Reproduce the data below word for word, leaving out the pictures.

#### RECORD LIST ####

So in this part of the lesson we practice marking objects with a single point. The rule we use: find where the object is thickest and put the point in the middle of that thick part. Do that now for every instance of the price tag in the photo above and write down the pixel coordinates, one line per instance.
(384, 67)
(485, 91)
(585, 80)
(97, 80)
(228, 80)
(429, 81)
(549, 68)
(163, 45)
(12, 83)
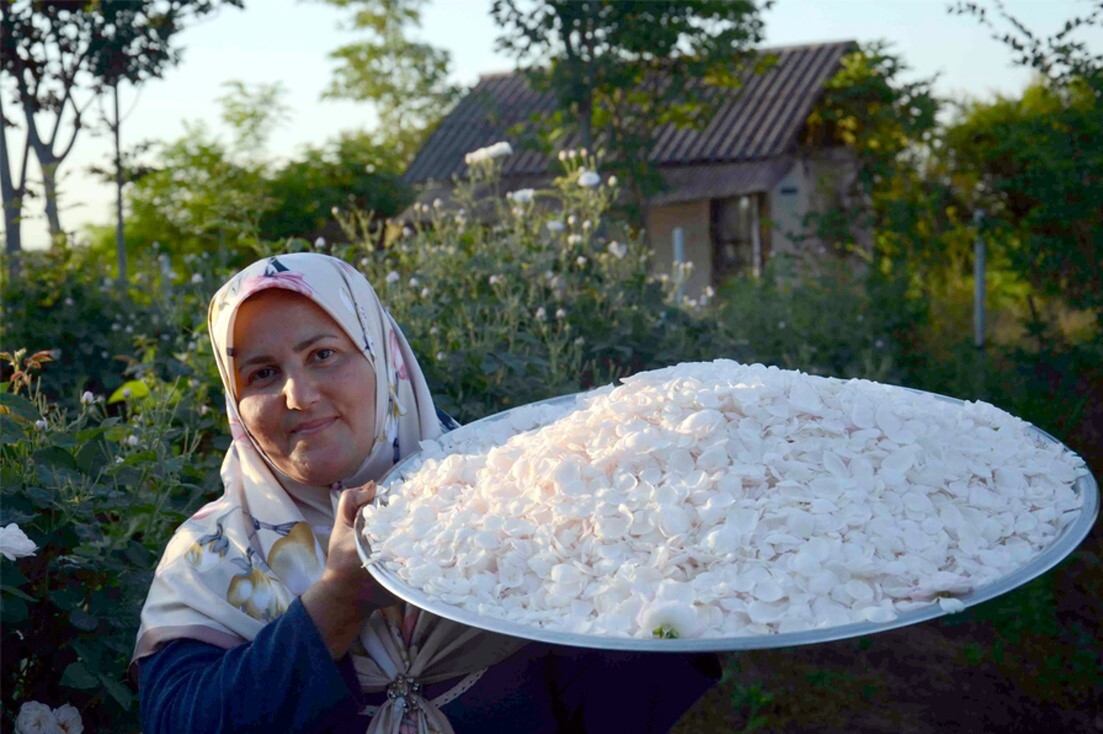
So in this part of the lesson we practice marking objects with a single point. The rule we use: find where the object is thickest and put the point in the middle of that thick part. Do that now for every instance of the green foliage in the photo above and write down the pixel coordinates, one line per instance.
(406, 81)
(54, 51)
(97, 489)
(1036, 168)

####

◆ **RESULT OF THE EXERCISE**
So in this part of the lesson we practice marking objects with a single point. The rule we use: find where the object is thickest and put the point in the middle of that thick part. Do that now for every instance of the price tag in the photo above and write down the pixel coordinates, one line per instance.
(384, 67)
(485, 91)
(585, 80)
(97, 80)
(228, 80)
(429, 81)
(549, 68)
(163, 45)
(12, 83)
So in this part of the lesson we practice marking objects with a single point. The rule we use: find where the object is thickest and put the point in the middle of that thick part. Do that now for every instance of the green foliage in the photo above and write down the pixel coordinates, one line per instance.
(406, 81)
(54, 51)
(97, 489)
(1036, 168)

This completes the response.